***** Data to use *****

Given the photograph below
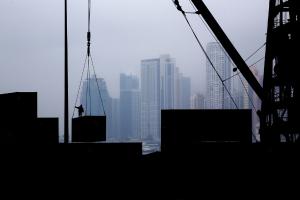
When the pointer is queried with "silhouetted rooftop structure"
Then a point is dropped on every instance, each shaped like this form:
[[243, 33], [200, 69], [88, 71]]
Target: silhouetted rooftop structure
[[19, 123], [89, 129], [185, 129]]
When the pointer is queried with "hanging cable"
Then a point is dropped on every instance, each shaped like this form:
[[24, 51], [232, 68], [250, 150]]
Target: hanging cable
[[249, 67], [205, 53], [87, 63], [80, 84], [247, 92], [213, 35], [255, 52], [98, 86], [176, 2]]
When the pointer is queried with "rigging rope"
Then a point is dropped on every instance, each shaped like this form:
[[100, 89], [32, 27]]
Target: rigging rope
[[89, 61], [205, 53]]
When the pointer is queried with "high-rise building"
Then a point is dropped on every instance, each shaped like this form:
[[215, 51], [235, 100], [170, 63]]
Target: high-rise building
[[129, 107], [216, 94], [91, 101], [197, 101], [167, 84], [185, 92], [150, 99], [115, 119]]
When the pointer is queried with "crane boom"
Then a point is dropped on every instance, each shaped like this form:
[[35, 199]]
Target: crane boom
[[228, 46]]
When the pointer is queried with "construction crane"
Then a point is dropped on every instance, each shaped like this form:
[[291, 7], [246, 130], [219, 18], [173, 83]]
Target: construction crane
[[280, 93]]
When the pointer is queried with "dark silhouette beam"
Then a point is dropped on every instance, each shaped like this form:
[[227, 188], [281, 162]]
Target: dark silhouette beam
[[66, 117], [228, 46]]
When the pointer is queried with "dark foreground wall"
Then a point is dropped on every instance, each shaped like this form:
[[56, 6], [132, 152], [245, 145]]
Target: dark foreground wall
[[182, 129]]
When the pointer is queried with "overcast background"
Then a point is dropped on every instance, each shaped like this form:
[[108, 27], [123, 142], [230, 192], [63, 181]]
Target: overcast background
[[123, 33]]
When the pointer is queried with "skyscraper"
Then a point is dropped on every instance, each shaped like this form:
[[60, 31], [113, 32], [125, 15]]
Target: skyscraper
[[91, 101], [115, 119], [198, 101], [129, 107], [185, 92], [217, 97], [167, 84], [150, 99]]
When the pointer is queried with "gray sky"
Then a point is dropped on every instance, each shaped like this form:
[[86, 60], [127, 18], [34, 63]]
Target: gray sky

*****
***** Data to use *****

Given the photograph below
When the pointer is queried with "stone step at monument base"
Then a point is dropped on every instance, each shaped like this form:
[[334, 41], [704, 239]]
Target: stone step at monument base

*****

Description of the task ▸
Tally the lines in the records above that contain the string "cable", and reply with that number alone.

Output for this task ▸
2